WORK REQUIRED:
Every line below must be reproduced exactly. Copy them all.

(Stored items)
+++

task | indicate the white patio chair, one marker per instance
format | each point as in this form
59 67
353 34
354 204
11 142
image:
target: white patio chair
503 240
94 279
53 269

+++

RESPONSE TO THE TASK:
task | indicate the white patio chair, one marker per instance
format | each point as in this form
59 67
353 34
354 204
11 142
image:
target: white patio chair
503 240
94 279
53 269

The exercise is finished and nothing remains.